抜粋本文:

株式会社の場合は、会社設立時の定款は公証役場にて、会社法で求められている事項が記載されているかどうかを確認されます。そして、法律上問題がない定款は、公証役場で認証され、定款としての効力を持ちます。
また、会社法だけではカバーできない部分を、定款で補うことも可能です。定款を上手く活用することで、社内で発生するトラブルを事前に防ぐことが可能です。
いつ定款が必要になるのか?
主に以下のタイミングで定款が必要となります。
・新しい会社を設立するとき
新しい会社を設立する際には、定款の作成が必要です。 会社の基本的なルールを明確にすることで、将来の問題やトラブルを防ぐ役割を果たします。
・公的な補助金や助成金を申請するとき
・各種許認可を申請するとき
許認可許可を申請する際、定款の提出が必要となる場合があります。なお、申請する事業が会社の目的として登記されていない場合、許認可の申請を行う前に定款の変更と登記が必要となります。
・法人口座を開設するとき
法人口座を開設する際、定款の提出を求められることがあります。
定款に記載する事項
定款には、会社の名前や事業内容、所在地といった会社の基本情報に加えて、会社の指針となるさまざまな規則を記載します。
①定款の構成
会社法では定款の構成については定めていません。必要事項が記載されていれば構成やフォーマットなどは任意とされています。 取締役会や監査役を設置しない場合の一般的な定款の構成としては、総則、株式、株主総会、取締役、計算、附則の全6章で構成されたシンプルなものになります。
②定款の記載必須事項
定款に記載される事項には、(1)絶対的記載事項、(2)相対的記載事項、(3)任意的記載事項の3種類に分けられます。以下、それぞれ説明いたします。
(1) 絶対的記載事項
絶対的記載事項とは、その名の通り、定款に必ず記載しなければならない事項であり、内容は以下のとおりです。
① 商号 (会社の名称)
② 目的 (会社の事業内容)
③ 本店の所在地
④ 設立に際して出資される財産の価額またはその最低額
⑤ 発起人の氏名または名称及び住所
⑥ 発行可能株式総数
上記のひとつでも欠けている場合、定款自体が無効となります。ただし、発行可能株式総数については、認証のときではなく設立登記のときまでに記載すればよいことになっています。

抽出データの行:

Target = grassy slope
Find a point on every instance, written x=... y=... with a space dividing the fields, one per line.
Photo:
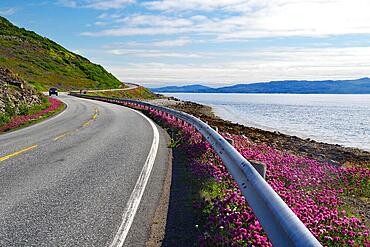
x=136 y=93
x=44 y=63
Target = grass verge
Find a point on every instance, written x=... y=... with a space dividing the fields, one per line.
x=30 y=115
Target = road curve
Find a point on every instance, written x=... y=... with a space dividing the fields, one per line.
x=69 y=180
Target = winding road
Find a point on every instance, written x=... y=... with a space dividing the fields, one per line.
x=91 y=176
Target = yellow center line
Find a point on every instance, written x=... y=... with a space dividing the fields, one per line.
x=19 y=152
x=61 y=136
x=84 y=125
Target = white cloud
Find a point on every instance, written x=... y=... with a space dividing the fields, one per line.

解く問題:
A. 定款についての文章によると、絶対的記載事項がひとつでも欠けている場合、定款はどうなるか。
B. 定款についての文章から、「① 商号 (会社の名称)」で始まり「ればよいことになっています。」まで続く部分をそのまま書き写してください。
C. 定款についての文章の続きを、最後の文の後から書き進めること。

順番の回答:
A. 定款自体が無効となる。

B.
① 商号 (会社の名称)
② 目的 (会社の事業内容)
③ 本店の所在地
④ 設立に際して出資される財産の価額またはその最低額
⑤ 発起人の氏名または名称及び住所
⑥ 発行可能株式総数
上記のひとつでも欠けている場合、定款自体が無効となります。ただし、発行可能株式総数については、認証のときではなく設立登記のときまでに記載すればよいことになっています。

C.
(2) 相対的記載事項
相対的記載事項は、定款に必ずしも記載しなければならない事項ではありませんが、効力を生じさせるには定款に記載しなければならない事項をいいます。
【具体例】
公告の方法
株式譲渡制限に関する規定
基準日に関する規定
株主総会などの招集通知を出す期間の短縮に関する規定
役員の任期の伸長についての規定
(3) 任意的記載事項
法律に反しない内容であれば、会社が任意で決めた事項を定款に記載することができます。定款に記載しなくても効力が認められますが、定款に記載することによって決定した事項を明確にすることができます。
【具体例】
事業年度に関する定め
株主総会の議長の定め
定款の作成における注意点
①事業目的
定款に記載していない事業は行うことができません。 そのため、すぐに取り組む事業だけでなく、将来的に展開していく可能性のある事業も記載しておくようにしましょう。
また、営業許認可を要する事業の場合、定款の事業目的に一定のキーワードが入っていないと、許認可取得手続きが先に進まない場合がありますので、漏れがないよう注意しましょう。
②本店所在地
本店所在地は市や区までの最小行政区の記載で問題ありません。 定款で番地や号まで記載してしまうと、少し住所が変わるだけで定款変更の手続きをしなければなりません。最小行政区までの記載にしておくことで、その範囲内での住所変更の場合、定款変更手続きが不要です。
③決議方法
コロナ禍を機に、総会を実開催からWEB開催や書面・電磁的記録による決議で行う会社が増えています。 そのため、定款に実開催以外の決議方法も認めている旨を記載しておくと、よいでしょう。
定款と約款の違い
定款とは「会社の根本規則」について書かれたもので、会社の最も重要な規則を定めたものとなります。 約款(やっかん)とは契約条項のことです。「会社と個人が契約する際の取り決め」のようなものです。売買に関していえば、当事者は誰なのか、売買代金はいくらか、いつ支払えばいいかなどの内容を纏めたまとめたものになります。
約款も定款も、「守らなければならない決まりごと・ルール」という類似した意味合いを持っていますが、定款は「組織を運営するためのルール」を意味しています。一方で、約款は「契約する時のルール」を意味しているという違いがあります。
定款を変更するにはどうすればよいか
事業の拡大、組織改革など定款の変更には様々な理由がありますが、変更する際には次のような手続きが必要になります。
【STEP1】株主総会での特別決議
定款の内容を変更するためには、「株主総会の決議」が必要。ここでいう「株主総会の決議」は特別決議(議決権の過半数を有する株主が出席し、出席した株主の議決権の3分の2以上の賛成を必要とする決議)を言う。
【STEP2】議事録を作成
株主総会の決議内容は、議事録として書面を作成する。株主総会を行った日時の他、議決した内容、出席した株主の議決権総数や、決議内容に必要な数の賛成を得たことは明確に残しておく。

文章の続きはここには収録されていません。